# Description of the task
Extend the passage on modeling semiconductor chip defects as stuck-at faults, starting right after its last sentence; the material that comes after the passage is not part of it.

# Passage provided
──────

Manufactured semiconductor chips may have defects. Those defective chips are tested and diagnosed by identifying the location and nature of the defects. Using a fault simulation technique, the defects are modeled as faults to determine which fault best matches or approximates the failing measures from the defects. Simulated faults are generally assigned a score to indicate how well the effects of the faults correlate to miscomparing measures detected by a tester. The best scoring fault is selected as the best model of the defect. The higher the score is, the better the fault models not only the location but also the nature of the defect. However, it is not practical to model all defects as faults.
Fault models include the stuck or stuck-at-fault model. The stuck-at-fault model models a faulted pin in a design that always produces a logic zero (for a stuck-at-zero fault) or a logic one (for a stuck-at-one fault). In order to detect the presence of a defect in the design that acts like a stuck-at-fault, the value at the faulted pin in the defective (stuck-at) state must be different from the value that should appear on that pin during the test. For instance, if the pin is expected to be at a one value in a specific state, then the stuck-at-zero fault models the difference on that pin in that state, whereas the stuck-at-one fault does not model the difference. Furthermore, the difference must be propagated to a point in the circuit at which the fault is measured. Typically, in the case of a fan-out net, a net with a single driver pin and multiple receiver pins, a stuck fault model consists of stuck faults on the driver pin of the net and stuck faults on the receiver pins on the net. Because there are no pins on internal sections of a fan-out net, the stuck fault does not model a defect on a net that feeds multiple receivers where the defective part of the net feeds only a subset of the receivers. Conventional diagnostics cannot achieve a high score with stuck fault models for such a defect that does not match a single logical pin stuck at either zero or one.

──────

# Listed records
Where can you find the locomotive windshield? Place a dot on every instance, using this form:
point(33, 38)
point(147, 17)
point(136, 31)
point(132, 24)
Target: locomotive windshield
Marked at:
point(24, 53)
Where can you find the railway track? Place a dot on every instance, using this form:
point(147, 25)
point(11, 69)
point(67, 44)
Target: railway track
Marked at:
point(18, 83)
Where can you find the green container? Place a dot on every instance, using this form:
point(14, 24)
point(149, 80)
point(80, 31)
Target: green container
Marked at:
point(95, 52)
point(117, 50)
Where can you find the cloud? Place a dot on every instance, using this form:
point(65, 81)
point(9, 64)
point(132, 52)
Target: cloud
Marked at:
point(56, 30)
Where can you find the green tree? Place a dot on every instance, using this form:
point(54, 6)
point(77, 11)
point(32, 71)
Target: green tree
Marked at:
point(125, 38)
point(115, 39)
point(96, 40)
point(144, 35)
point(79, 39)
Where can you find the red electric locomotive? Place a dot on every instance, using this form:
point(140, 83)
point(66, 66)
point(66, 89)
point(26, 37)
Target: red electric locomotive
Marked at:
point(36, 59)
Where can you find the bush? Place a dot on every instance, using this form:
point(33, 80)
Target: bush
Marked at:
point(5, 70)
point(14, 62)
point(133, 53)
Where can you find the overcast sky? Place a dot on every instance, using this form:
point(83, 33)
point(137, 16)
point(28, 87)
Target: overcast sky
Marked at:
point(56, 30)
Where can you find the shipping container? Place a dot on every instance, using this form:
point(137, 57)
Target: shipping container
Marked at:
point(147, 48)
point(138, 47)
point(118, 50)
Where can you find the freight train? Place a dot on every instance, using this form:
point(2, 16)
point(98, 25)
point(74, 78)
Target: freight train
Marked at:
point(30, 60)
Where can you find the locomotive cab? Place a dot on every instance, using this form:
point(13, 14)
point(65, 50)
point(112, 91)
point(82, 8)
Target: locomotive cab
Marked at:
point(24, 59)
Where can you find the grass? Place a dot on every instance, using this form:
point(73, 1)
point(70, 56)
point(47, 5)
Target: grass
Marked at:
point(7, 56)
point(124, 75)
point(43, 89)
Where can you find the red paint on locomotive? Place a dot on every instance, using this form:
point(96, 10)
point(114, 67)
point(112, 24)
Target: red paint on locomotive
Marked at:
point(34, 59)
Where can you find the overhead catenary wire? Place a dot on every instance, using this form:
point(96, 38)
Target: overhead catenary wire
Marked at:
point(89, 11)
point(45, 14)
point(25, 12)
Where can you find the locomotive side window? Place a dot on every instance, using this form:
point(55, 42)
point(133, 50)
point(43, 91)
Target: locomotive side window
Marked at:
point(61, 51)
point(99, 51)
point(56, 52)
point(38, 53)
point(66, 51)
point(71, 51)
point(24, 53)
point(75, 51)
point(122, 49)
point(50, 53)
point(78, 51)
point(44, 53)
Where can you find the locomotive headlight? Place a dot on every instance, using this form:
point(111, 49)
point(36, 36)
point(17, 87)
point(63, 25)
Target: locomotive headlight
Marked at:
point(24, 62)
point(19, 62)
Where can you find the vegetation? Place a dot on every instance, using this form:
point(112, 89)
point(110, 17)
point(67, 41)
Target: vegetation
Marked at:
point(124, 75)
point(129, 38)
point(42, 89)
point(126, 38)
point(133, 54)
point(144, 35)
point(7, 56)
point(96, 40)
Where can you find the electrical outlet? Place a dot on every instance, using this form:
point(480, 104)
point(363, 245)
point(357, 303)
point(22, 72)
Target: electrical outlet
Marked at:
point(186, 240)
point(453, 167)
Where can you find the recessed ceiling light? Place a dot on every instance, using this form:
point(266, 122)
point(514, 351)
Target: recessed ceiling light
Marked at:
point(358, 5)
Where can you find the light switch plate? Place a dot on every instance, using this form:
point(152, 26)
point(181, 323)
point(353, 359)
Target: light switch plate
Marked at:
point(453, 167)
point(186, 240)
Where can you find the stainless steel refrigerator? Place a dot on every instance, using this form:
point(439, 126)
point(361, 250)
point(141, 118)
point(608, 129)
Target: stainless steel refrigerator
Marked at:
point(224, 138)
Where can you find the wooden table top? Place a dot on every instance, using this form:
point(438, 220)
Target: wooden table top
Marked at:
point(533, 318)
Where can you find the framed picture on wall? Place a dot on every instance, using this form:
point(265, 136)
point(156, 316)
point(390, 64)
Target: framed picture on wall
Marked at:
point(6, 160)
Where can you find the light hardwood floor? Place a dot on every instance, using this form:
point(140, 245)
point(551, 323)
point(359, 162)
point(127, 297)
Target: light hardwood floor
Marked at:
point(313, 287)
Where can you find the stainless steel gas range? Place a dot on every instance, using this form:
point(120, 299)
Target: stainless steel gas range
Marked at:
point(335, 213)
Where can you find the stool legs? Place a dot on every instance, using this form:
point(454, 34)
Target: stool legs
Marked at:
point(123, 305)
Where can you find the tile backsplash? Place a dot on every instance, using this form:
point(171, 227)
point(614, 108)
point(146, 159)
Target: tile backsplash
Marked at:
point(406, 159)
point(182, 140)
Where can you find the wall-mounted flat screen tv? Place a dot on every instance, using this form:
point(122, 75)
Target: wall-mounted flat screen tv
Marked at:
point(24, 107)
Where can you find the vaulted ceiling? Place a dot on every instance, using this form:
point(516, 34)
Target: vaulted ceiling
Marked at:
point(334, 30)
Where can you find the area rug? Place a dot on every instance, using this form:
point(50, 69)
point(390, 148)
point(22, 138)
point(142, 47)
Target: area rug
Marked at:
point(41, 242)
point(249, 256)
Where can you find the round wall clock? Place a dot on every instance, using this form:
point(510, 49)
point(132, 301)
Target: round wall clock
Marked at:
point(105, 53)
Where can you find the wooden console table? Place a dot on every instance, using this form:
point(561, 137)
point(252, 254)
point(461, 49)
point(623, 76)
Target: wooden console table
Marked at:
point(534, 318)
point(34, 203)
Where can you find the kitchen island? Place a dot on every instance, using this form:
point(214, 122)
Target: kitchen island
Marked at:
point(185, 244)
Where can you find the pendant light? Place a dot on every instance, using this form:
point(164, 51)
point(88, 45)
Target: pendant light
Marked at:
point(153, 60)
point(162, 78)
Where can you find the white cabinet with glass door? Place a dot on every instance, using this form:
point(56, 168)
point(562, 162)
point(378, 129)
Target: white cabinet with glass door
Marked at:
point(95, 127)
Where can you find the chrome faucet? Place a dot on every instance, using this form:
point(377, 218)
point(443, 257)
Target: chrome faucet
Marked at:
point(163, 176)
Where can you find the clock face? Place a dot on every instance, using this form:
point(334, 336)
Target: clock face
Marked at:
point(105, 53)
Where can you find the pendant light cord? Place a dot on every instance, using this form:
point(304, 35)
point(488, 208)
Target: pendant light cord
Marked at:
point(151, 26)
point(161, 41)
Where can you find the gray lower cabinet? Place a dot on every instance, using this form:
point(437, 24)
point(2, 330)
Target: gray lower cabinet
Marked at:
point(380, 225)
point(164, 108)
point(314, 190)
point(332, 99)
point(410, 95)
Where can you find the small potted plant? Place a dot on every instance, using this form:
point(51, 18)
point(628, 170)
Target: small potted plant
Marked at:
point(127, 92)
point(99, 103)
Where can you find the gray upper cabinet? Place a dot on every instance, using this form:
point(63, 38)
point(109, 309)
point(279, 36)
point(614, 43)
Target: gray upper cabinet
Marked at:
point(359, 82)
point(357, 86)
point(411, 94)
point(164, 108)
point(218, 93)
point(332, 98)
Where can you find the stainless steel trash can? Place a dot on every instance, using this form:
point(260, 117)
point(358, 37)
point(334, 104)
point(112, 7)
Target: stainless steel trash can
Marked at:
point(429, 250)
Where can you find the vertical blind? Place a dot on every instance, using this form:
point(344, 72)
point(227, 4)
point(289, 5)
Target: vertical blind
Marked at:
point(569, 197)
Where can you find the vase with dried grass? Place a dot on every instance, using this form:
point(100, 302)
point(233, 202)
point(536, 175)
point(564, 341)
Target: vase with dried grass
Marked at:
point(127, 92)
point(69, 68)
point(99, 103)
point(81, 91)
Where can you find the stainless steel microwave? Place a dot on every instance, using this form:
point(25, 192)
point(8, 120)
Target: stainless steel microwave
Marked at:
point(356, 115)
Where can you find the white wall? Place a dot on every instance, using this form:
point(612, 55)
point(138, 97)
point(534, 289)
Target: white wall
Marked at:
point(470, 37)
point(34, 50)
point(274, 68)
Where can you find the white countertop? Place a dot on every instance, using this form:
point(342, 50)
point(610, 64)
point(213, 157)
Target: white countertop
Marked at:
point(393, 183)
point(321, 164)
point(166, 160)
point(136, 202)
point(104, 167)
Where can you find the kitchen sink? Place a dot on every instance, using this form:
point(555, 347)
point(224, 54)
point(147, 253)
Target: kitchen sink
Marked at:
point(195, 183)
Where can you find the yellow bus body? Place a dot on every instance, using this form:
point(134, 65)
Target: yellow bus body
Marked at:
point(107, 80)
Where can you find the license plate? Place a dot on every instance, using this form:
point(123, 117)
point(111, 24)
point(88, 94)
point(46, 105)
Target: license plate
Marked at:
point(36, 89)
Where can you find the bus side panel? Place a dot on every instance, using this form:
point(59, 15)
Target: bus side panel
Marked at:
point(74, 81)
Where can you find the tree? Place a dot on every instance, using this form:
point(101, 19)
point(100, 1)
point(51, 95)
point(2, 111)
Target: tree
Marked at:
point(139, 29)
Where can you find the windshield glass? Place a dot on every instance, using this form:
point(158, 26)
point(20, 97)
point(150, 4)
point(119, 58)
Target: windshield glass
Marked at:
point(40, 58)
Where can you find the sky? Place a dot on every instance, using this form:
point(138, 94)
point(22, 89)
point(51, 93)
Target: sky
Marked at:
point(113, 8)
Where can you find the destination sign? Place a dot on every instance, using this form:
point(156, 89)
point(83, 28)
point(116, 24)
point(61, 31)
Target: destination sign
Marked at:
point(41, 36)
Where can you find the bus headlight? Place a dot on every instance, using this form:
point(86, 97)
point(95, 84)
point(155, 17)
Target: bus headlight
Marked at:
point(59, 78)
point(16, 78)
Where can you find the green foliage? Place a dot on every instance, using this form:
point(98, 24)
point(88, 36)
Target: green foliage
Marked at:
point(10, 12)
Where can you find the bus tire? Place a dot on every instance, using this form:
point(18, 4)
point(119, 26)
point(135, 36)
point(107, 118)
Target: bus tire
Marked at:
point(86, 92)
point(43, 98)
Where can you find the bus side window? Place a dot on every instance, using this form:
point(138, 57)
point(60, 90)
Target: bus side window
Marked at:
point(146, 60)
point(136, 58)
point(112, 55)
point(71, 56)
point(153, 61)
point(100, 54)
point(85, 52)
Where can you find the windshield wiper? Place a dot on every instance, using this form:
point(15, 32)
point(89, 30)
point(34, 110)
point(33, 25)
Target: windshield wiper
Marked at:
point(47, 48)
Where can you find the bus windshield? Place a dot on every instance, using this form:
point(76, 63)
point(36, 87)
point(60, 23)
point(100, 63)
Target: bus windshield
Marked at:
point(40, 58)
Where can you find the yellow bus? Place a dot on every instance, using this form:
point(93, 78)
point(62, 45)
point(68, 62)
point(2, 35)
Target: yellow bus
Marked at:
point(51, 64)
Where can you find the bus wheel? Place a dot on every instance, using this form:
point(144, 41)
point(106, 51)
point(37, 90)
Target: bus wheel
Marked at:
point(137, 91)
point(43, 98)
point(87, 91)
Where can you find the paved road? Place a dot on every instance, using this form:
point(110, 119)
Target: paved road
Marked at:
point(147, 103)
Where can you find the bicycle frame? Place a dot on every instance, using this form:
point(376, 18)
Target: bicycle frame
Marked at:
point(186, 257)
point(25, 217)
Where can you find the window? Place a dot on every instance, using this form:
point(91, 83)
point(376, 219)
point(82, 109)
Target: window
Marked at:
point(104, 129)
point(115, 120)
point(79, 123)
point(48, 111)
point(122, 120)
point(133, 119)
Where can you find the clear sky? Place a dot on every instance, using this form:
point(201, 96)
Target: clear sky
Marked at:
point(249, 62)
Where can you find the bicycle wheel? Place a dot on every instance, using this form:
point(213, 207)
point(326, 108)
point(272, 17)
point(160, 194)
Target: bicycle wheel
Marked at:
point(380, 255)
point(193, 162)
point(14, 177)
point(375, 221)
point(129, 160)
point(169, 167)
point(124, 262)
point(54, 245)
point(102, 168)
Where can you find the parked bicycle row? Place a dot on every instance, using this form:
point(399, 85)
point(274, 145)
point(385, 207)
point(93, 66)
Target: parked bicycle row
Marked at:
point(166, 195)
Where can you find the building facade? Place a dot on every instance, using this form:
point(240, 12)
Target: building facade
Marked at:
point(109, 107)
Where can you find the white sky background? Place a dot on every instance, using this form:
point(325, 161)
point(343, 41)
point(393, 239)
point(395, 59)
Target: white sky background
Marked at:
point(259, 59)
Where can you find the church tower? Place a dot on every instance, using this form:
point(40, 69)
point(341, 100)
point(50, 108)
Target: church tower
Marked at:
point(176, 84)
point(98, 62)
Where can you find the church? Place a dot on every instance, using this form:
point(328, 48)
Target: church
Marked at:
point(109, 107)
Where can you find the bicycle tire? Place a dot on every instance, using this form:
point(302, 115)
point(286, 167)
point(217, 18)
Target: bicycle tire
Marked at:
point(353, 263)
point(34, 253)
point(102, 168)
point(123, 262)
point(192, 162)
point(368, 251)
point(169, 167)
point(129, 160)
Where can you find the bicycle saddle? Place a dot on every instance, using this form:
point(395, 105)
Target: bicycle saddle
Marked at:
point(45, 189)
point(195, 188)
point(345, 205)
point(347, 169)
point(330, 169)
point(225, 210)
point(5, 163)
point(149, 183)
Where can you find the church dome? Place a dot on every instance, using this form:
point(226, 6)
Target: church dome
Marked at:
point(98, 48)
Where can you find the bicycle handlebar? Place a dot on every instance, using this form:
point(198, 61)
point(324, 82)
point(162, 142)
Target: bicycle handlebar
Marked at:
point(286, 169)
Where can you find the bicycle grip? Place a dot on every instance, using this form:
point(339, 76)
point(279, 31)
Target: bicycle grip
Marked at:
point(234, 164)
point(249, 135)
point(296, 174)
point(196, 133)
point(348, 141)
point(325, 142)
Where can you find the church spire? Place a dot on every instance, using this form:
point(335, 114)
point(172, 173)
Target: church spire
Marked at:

──────

# Reply to the exercise
There are two approaches to resolve this problem. The first approach is to create a fan-out subnet fault model based on the logical design. In this approach, a fault is defined for each subset of fan-out receivers for each fan-out net. These faults are simulated, and the fan-out fault that best matches the values measured on a defective chip is used to model the defect in a subnet that feeds the subset of that net's fan-out receivers.
The fan-out subnet fault model is limited in that the number of faults to be modeled and simulated is impractical for a typical chip design. For instance, for a single net that has eight receivers, there are 28−1 or 255 combinations of receivers. Therefore, the total of 255 faults needs to be modeled. A typical circuit design has millions of nets, and it is not uncommon for some of these nets to fan out to hundreds of receivers. As the number of subnets and receivers increases, the number of subnet faults that need to be modeled and simulated grows exponentially. The number of faults becomes too large for practical modeling and simulation of modern chip designs.
The second approach is to analyze a physical circuit design to determine a set of receivers that a specific subnet feeds. Subnet faults are created only for those sets of receivers fed by a common subnet. This reduces the number of modeled faults. The modeled faults are simulated to determine the fault that best models the defect.
This approach is, however, limited in that it requires a physical circuit design and a methodology to map the physical circuit design to the nets and pins in a fault simulation model. When chips are manufactured, the mapping information between the physical design and the nets and pins in the fault simulation model may be lost or become unavailable. Even if the mapping information is available, it may be too expensive to recreate.
The various embodiments described herein enable identification of a subnet defect by compositing two or more faults without modeling or simulating any subnet faults respectively, thus overcomes the above-identified limitations.